Available data:
------------------------------------

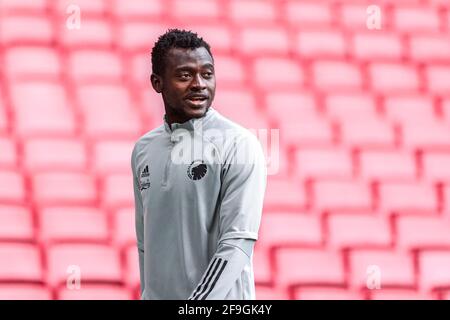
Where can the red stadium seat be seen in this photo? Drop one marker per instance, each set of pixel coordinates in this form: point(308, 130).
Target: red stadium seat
point(336, 75)
point(95, 65)
point(433, 266)
point(325, 293)
point(394, 269)
point(112, 156)
point(8, 156)
point(387, 165)
point(22, 62)
point(16, 223)
point(341, 195)
point(21, 291)
point(53, 188)
point(388, 78)
point(407, 197)
point(370, 46)
point(54, 154)
point(433, 232)
point(279, 228)
point(358, 230)
point(95, 292)
point(20, 262)
point(309, 267)
point(323, 163)
point(73, 224)
point(12, 188)
point(92, 262)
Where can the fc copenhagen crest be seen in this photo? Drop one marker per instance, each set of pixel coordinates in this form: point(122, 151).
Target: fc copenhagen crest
point(197, 170)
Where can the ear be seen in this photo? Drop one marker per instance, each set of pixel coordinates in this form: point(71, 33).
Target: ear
point(156, 81)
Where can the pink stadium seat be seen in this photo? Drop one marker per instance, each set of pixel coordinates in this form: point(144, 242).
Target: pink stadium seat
point(183, 10)
point(323, 163)
point(309, 267)
point(284, 194)
point(413, 19)
point(132, 278)
point(22, 62)
point(331, 75)
point(370, 46)
point(320, 44)
point(12, 188)
point(54, 154)
point(95, 292)
point(21, 291)
point(433, 232)
point(108, 111)
point(137, 9)
point(325, 293)
point(407, 197)
point(387, 165)
point(307, 13)
point(15, 29)
point(59, 224)
point(53, 188)
point(358, 230)
point(341, 195)
point(95, 262)
point(8, 156)
point(395, 269)
point(436, 166)
point(124, 227)
point(270, 293)
point(112, 156)
point(438, 78)
point(290, 69)
point(263, 40)
point(20, 262)
point(93, 33)
point(280, 228)
point(117, 191)
point(433, 266)
point(432, 47)
point(96, 65)
point(53, 116)
point(247, 11)
point(388, 78)
point(16, 223)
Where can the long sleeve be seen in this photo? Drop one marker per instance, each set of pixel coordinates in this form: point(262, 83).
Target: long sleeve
point(224, 269)
point(139, 221)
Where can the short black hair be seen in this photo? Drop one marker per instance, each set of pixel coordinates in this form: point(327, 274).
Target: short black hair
point(174, 38)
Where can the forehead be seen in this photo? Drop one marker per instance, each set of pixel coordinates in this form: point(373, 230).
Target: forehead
point(177, 57)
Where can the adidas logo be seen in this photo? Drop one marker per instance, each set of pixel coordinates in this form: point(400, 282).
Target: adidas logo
point(145, 173)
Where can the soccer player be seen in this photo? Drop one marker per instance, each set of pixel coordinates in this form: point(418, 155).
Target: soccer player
point(199, 183)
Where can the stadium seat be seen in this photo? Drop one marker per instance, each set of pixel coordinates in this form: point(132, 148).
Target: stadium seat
point(407, 197)
point(64, 188)
point(329, 194)
point(308, 266)
point(92, 262)
point(394, 269)
point(433, 232)
point(16, 223)
point(21, 291)
point(389, 165)
point(358, 230)
point(293, 228)
point(95, 292)
point(20, 262)
point(64, 224)
point(54, 154)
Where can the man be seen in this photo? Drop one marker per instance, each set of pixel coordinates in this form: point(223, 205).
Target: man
point(199, 183)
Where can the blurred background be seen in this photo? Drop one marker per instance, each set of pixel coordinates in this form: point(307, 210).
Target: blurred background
point(360, 90)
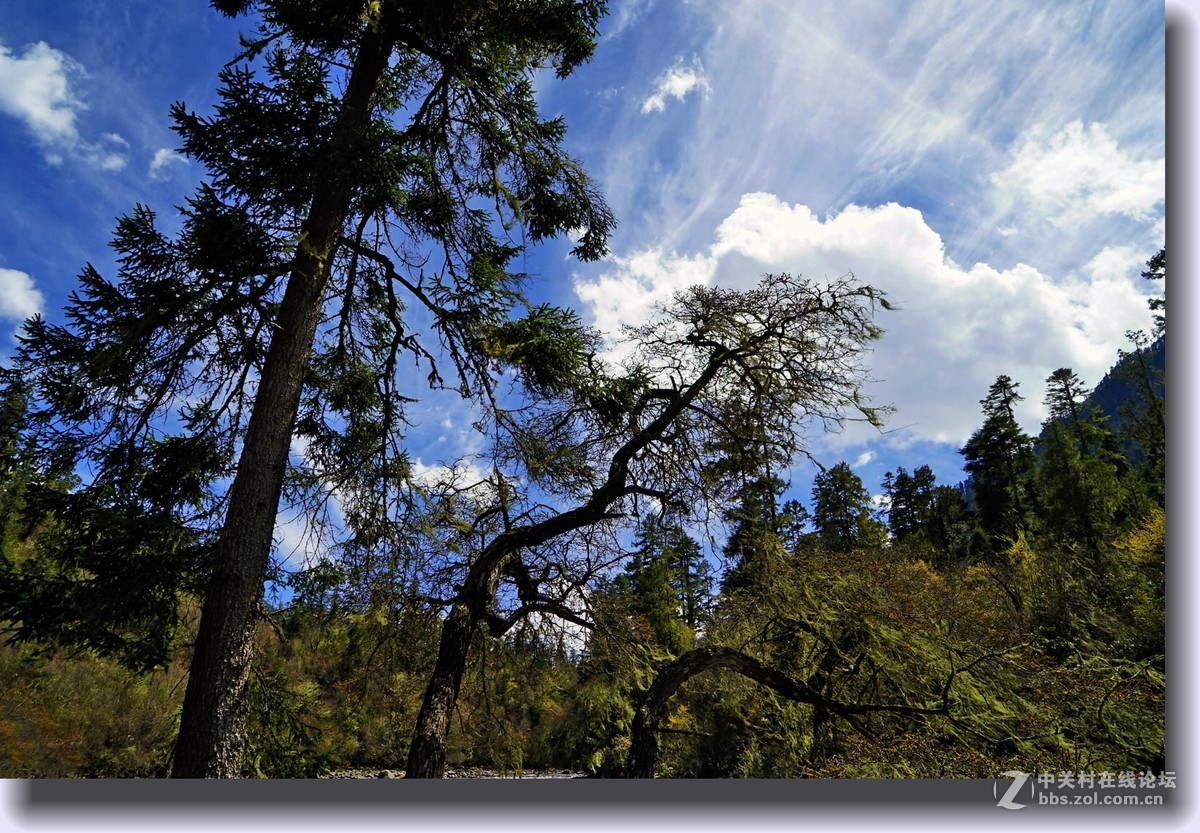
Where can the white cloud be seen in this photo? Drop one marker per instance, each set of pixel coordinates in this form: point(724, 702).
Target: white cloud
point(955, 330)
point(18, 297)
point(37, 88)
point(676, 83)
point(1080, 173)
point(163, 160)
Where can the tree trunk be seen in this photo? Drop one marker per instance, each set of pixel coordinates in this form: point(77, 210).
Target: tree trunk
point(211, 733)
point(427, 753)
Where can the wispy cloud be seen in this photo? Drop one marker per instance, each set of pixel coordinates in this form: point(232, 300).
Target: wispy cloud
point(677, 82)
point(1080, 173)
point(39, 89)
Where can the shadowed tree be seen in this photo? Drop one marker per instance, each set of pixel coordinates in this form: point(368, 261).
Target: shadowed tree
point(787, 351)
point(1000, 459)
point(375, 168)
point(843, 510)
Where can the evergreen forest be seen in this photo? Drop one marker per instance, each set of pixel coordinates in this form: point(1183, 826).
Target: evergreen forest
point(624, 582)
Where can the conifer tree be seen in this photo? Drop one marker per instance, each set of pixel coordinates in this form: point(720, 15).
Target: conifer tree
point(367, 159)
point(844, 514)
point(1000, 459)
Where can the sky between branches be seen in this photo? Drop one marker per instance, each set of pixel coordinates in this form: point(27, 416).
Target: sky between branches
point(999, 169)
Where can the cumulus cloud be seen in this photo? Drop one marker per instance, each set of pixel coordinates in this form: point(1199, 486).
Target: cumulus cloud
point(39, 89)
point(1081, 173)
point(957, 328)
point(676, 83)
point(18, 297)
point(163, 160)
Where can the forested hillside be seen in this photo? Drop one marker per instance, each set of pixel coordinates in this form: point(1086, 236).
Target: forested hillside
point(618, 574)
point(925, 637)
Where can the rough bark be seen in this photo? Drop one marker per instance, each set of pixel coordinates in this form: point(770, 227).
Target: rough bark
point(213, 723)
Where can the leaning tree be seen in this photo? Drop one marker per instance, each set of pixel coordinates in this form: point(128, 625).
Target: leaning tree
point(376, 167)
point(585, 445)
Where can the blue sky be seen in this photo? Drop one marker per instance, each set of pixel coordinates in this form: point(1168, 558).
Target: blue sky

------------------------------------

What this task involves: Every record above should come back exactly, but without its pictures.

Exercise solution:
Where can the red stadium seat be seen in this photo? Drop one marker per instance, each set of pixel coordinates in this form: point(308, 130).
Target: red stadium seat
point(336, 75)
point(95, 65)
point(433, 266)
point(325, 293)
point(394, 269)
point(112, 156)
point(8, 156)
point(387, 165)
point(22, 62)
point(16, 223)
point(341, 195)
point(21, 291)
point(53, 188)
point(388, 78)
point(407, 197)
point(370, 46)
point(54, 154)
point(433, 232)
point(279, 228)
point(358, 230)
point(95, 292)
point(20, 262)
point(309, 267)
point(323, 163)
point(73, 224)
point(12, 188)
point(92, 262)
Where can the fc copenhagen crest be seen in this photo? Drop one marker per instance, each set of pixel coordinates in this form: point(122, 151).
Target: fc copenhagen crest
point(197, 170)
Where can the ear be seen in this photo? Drop one marker per instance, each set of pixel coordinates in this form: point(71, 33).
Target: ear
point(156, 81)
Where can the pink stadium seat be seen in this photo? Drop one marker per instance, each set of pixel coordinates in this form: point(144, 242).
Target: pink stadium seat
point(183, 10)
point(323, 163)
point(309, 267)
point(284, 194)
point(413, 19)
point(132, 278)
point(22, 62)
point(331, 75)
point(370, 46)
point(320, 44)
point(12, 188)
point(54, 154)
point(95, 292)
point(21, 291)
point(433, 232)
point(108, 111)
point(137, 9)
point(325, 293)
point(407, 197)
point(387, 165)
point(307, 13)
point(15, 29)
point(59, 224)
point(53, 188)
point(358, 230)
point(341, 195)
point(95, 262)
point(8, 156)
point(395, 269)
point(436, 166)
point(124, 227)
point(270, 293)
point(112, 156)
point(438, 78)
point(290, 69)
point(263, 40)
point(20, 262)
point(93, 33)
point(280, 228)
point(117, 191)
point(433, 266)
point(432, 47)
point(96, 65)
point(53, 116)
point(247, 11)
point(388, 78)
point(16, 223)
Where can the long sleeve be seen in this photo? Drop one marker per instance, each set of pixel coordinates in this form: point(262, 83).
Target: long sleeve
point(224, 269)
point(139, 221)
Where can the short black hair be seen in this photo? Drop one marker per instance, each set of pixel coordinates in this form: point(327, 274).
Target: short black hair
point(174, 38)
Where can the forehead be seen in this photo? Drop one marker per instance, each set of pixel coordinates in this form: point(373, 230).
Target: forehead
point(177, 57)
Where can the adidas logo be seen in this photo? Drop one marker per instance, each set of pixel coordinates in this form: point(400, 282).
Target: adidas logo
point(145, 173)
Where can the soccer player be seen in this photo? Drop one marker per instance, each set of pixel coordinates in this form: point(418, 155).
Target: soccer player
point(199, 183)
Where can the stadium seat be seen in this photo? Drop one marker per instance, each set of pixel coordinates in this form: point(132, 148).
Target: stadium seat
point(407, 197)
point(64, 188)
point(329, 194)
point(308, 266)
point(92, 262)
point(394, 269)
point(433, 232)
point(16, 223)
point(21, 291)
point(389, 165)
point(358, 230)
point(293, 228)
point(95, 292)
point(20, 262)
point(64, 224)
point(54, 154)
Where can the man be seen in this photo? Drop one marker per instance, each set of pixel coordinates in this form: point(223, 205).
Target: man
point(199, 183)
Where can the blurred background be seen in this photo? Drop one marker per instance, each set of pixel coordinates in this form: point(307, 210).
Target: blurred background
point(360, 90)
Where can the white cloud be seen in this photo? Drop one marker per instance, each set of pixel coordinates in this form: point(724, 702).
Target: white cloud
point(955, 330)
point(18, 297)
point(37, 88)
point(676, 83)
point(1080, 173)
point(163, 160)
Where can the tree trunk be seen in this photo? Drop one marker per instance, each set of pixel coordinates in this form: point(77, 210).
Target: tree trunk
point(211, 733)
point(427, 753)
Where can the wispy cloud be seen in this photo? Drop one marker per instance, each set of pixel coordinates in this form: point(232, 300).
Target: wispy cloud
point(677, 82)
point(1080, 173)
point(39, 89)
Where can the shadowed tree be seen in this photo? Drop one marker per instance, each set of pixel coordinates in this form: point(368, 261).
Target: shadowed tree
point(787, 351)
point(1000, 459)
point(375, 168)
point(843, 510)
Where can the evergreen forest be seen in this photo? Drop one marker per instance, each set of pixel coordinates in this form: point(1183, 826).
Target: evergreen forest
point(624, 582)
Where can the conifer tree be seen in this photo? Drop one marker per instance, each set of pixel coordinates in this form: point(720, 15).
Target: conifer tree
point(367, 159)
point(844, 514)
point(1000, 459)
Where can the sky between branches be seen in this photo? Drop one marker per instance, each set of pixel coordinates in this form: point(27, 416).
Target: sky between branches
point(999, 169)
Where can the cumulus cloud be seen in this photo? Drop one marker per instance, each set of pixel coordinates in this form: point(1199, 486).
Target: cumulus cloud
point(39, 89)
point(1081, 173)
point(957, 328)
point(676, 83)
point(18, 297)
point(163, 160)
Where can the forested hillside be seen in this photo? Drop one marker per instance, each set of pixel coordinates in this form: point(1086, 236).
Target: forested hillside
point(618, 574)
point(925, 637)
Where can the rough bark be seen in this photo? Drop one marker per instance, each set of pixel coordinates in this form: point(770, 227).
Target: rough bark
point(213, 723)
Where can the leaning tree be seen in this photo? Drop one marker per instance, each set of pixel coordinates in this form: point(128, 625).
Target: leaning tree
point(376, 167)
point(585, 445)
Where can the blue sky be seen in this photo? Drop one marker per instance, each set of pixel coordinates in this form: point(1168, 558).
Target: blue sky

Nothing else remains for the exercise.